Rescale the part of the data that opens with the line containing "wooden post, one" and closes with the line containing "point(1033, 157)", both lines included. Give every line in that span again, requests included, with each point coordinate multiplied by 1.9 and rounded to a whole number, halves rounding up.

(Excerpts of object-pointing data)
>>>
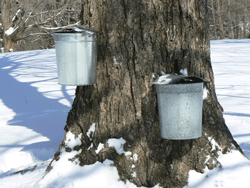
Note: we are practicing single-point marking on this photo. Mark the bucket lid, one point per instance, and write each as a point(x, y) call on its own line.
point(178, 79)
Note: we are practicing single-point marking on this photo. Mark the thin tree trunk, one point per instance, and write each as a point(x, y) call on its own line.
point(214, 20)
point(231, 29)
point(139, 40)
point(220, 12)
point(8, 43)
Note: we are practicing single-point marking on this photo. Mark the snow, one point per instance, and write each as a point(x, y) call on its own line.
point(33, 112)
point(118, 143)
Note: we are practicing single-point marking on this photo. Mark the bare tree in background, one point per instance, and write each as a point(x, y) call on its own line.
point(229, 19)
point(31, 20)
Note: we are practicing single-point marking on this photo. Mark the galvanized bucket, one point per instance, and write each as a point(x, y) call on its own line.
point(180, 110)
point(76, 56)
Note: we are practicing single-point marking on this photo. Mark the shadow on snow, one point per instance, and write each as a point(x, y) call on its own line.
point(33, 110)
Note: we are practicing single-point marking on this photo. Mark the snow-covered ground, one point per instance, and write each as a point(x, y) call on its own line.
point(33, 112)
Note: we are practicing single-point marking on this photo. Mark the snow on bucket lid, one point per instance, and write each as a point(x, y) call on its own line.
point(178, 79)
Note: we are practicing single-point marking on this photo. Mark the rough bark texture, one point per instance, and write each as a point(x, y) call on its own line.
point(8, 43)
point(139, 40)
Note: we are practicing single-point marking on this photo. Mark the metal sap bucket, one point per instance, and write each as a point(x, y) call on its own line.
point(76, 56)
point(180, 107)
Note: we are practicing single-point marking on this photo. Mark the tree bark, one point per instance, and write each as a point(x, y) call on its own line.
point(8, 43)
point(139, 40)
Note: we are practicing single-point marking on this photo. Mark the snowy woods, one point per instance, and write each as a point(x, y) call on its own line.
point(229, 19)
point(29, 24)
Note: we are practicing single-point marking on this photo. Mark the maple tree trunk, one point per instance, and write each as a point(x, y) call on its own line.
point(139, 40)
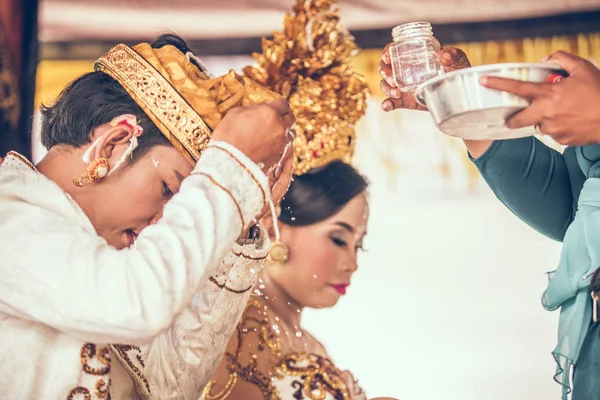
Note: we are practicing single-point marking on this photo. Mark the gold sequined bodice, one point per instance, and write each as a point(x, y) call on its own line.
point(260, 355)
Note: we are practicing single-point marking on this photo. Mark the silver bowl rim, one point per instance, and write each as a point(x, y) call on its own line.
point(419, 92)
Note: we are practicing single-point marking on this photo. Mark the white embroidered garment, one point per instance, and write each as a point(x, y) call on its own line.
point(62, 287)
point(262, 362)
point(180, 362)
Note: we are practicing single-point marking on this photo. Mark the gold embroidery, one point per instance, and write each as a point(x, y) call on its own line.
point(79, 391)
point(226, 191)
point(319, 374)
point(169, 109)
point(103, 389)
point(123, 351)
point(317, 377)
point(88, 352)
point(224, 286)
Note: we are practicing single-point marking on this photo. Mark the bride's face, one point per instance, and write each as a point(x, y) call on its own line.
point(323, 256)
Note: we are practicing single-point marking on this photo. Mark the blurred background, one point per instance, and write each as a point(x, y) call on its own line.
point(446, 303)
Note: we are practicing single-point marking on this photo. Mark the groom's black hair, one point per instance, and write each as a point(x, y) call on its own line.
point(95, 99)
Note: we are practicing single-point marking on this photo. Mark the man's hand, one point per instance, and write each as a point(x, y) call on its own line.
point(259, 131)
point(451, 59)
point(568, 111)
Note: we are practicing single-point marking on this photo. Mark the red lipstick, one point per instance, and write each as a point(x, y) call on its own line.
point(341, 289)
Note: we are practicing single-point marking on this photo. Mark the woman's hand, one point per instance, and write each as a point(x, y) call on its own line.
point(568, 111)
<<<
>>>
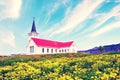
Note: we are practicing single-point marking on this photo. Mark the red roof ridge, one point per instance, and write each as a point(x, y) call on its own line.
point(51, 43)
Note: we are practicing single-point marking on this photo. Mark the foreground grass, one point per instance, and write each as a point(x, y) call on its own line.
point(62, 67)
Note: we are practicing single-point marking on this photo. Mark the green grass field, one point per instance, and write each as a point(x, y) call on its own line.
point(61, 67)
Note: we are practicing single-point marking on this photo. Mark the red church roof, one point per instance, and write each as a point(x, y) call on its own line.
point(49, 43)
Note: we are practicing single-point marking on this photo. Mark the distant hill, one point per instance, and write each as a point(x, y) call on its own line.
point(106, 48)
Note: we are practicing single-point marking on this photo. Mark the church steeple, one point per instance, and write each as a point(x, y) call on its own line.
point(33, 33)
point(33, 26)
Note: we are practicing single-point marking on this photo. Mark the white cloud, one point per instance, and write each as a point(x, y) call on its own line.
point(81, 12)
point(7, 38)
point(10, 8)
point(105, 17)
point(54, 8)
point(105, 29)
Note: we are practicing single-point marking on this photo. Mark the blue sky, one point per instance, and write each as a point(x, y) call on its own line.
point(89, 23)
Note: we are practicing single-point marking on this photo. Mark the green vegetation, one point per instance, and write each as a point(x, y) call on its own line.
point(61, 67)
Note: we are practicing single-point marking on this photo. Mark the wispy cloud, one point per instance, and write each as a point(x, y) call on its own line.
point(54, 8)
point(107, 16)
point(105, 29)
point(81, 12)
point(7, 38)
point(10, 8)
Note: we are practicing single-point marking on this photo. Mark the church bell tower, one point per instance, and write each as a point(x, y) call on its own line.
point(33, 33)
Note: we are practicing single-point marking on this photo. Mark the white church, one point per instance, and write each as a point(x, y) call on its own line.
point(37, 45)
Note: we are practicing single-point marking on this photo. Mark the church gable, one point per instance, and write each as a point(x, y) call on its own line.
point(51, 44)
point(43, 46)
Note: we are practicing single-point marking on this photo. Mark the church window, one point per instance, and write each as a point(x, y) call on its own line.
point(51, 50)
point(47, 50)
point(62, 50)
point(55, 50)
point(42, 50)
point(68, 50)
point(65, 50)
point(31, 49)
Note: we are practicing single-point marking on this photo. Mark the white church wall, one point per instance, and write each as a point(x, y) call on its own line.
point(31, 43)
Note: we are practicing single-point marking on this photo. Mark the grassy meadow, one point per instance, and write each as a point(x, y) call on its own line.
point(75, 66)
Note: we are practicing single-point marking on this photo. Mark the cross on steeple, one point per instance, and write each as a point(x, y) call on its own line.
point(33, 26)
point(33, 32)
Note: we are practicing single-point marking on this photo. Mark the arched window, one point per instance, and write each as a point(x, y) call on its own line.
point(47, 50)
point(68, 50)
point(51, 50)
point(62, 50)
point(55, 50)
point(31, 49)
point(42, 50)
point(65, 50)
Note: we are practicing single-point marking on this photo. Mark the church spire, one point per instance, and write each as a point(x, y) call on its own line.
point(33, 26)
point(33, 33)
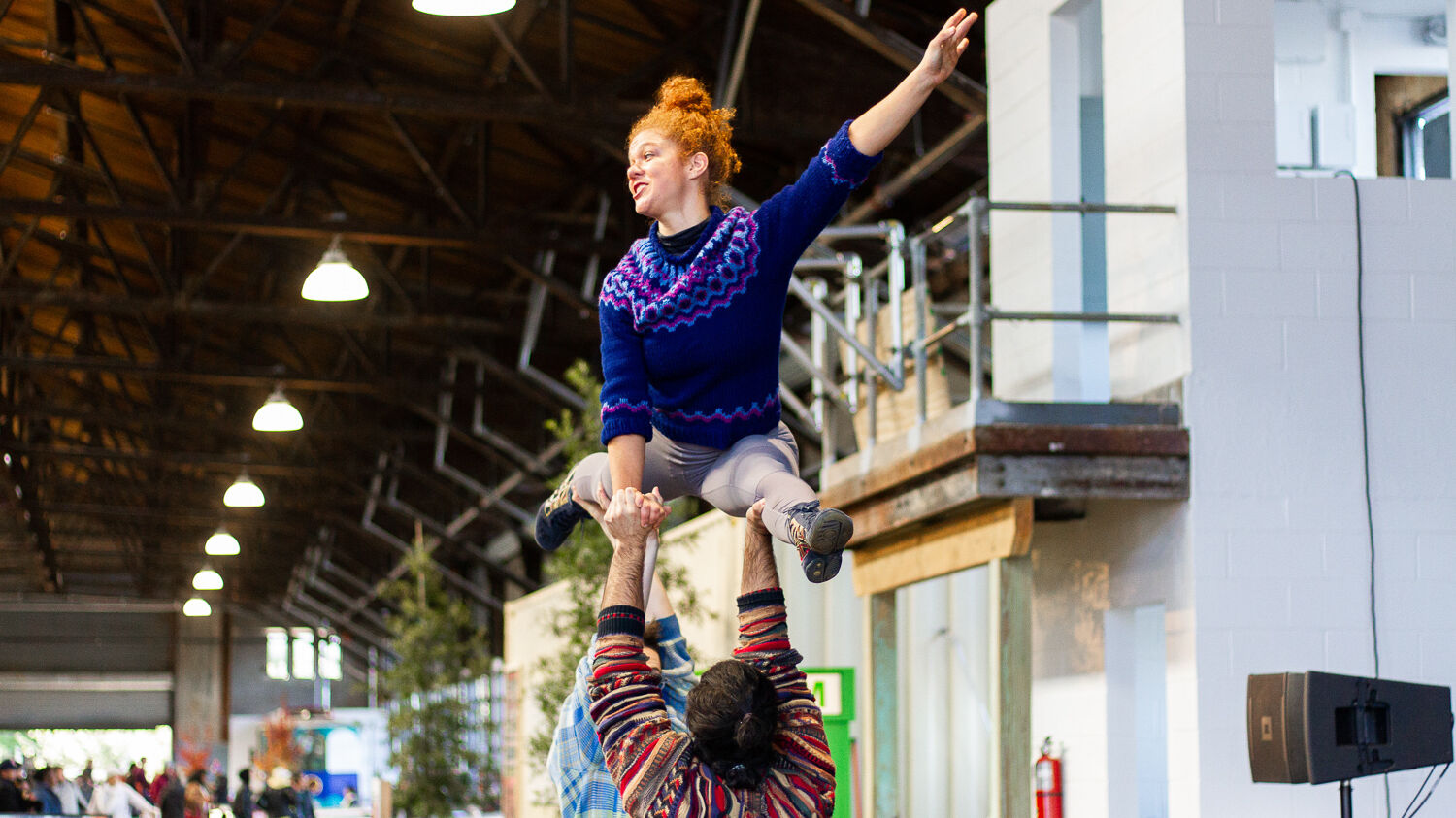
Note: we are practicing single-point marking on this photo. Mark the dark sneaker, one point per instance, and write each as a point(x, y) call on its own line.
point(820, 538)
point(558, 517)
<<<
>>>
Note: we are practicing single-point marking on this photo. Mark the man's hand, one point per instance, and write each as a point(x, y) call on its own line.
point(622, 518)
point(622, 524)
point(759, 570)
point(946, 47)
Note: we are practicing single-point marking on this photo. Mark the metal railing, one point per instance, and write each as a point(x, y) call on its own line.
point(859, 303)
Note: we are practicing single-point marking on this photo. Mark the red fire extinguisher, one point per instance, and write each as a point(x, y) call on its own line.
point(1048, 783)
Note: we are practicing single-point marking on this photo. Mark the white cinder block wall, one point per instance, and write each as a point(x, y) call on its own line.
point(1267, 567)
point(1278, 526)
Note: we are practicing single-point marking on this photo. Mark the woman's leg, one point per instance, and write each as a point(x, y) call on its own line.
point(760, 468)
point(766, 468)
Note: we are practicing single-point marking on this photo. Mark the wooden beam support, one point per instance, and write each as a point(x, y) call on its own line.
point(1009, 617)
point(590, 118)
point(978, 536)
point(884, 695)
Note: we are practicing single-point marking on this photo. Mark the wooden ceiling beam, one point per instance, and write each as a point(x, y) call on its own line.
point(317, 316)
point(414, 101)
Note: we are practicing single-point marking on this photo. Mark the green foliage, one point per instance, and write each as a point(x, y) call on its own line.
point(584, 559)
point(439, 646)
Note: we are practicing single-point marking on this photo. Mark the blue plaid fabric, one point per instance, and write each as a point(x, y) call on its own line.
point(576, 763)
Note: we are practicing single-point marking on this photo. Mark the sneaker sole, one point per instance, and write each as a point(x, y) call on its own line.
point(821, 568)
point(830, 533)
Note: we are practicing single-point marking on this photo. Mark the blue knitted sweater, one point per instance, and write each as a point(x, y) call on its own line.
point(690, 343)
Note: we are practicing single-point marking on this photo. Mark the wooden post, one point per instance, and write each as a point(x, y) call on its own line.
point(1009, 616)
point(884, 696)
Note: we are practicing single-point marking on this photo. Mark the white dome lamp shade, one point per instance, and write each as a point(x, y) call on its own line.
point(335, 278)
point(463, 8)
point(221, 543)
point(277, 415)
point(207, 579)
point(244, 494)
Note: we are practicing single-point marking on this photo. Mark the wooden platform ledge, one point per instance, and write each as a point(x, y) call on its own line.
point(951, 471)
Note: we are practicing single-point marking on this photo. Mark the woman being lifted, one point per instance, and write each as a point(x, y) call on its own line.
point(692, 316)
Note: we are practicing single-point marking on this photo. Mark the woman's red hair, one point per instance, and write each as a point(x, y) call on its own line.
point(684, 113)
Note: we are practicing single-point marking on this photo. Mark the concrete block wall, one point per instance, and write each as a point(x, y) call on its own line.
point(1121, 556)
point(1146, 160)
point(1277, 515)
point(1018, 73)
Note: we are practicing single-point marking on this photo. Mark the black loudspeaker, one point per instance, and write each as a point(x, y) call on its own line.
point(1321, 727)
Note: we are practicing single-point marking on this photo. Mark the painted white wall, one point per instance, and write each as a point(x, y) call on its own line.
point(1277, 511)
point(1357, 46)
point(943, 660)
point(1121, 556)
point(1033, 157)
<<<
*Answer to this exercise*:
Note: we are practicing single-point marking on this photo. Mark the wooden post, one point per instance, and write each as a point(x, y) call on its own line.
point(1917, 1170)
point(1680, 1322)
Note: we are practicing single-point marking on this photo. Mark the white dome lamp shade, one point per instance, and write each as a point(x, y) call on its own line.
point(637, 528)
point(880, 15)
point(420, 1032)
point(526, 789)
point(393, 1100)
point(464, 939)
Note: we are practicing single-point marking on this photo. Mark the wooden platform ledge, one point per instance, and write each as a point(x, y) call on its own line.
point(1807, 895)
Note: we are practicing single-point marking on this photo. Mark the woman being lifted, one point per instance, and write each as a point(x, y) call on its own line.
point(1315, 600)
Note: we are practicing single-point marking on this photo. Mark the woman's red hair, one point per instance, and write each as a point(x, y) call on its own line.
point(1300, 215)
Note: we are practicing single-point marking on this photo. Mark the concrete block wall, one point per instance, and write each as a point(x, y) call on its own line.
point(2130, 1056)
point(2177, 304)
point(2426, 979)
point(1934, 139)
Note: we are practicing single-point marking on this photo. Mark the black loudspeaker, one point per instance, and write each as a point(x, y) call on its own line.
point(2510, 1381)
Note: we are practicing single-point marking on this photo. Mark the painted white wall, one point per instance, and write each as a point(x, y) call on its own line.
point(2426, 971)
point(2578, 87)
point(1792, 1254)
point(2130, 1056)
point(1963, 298)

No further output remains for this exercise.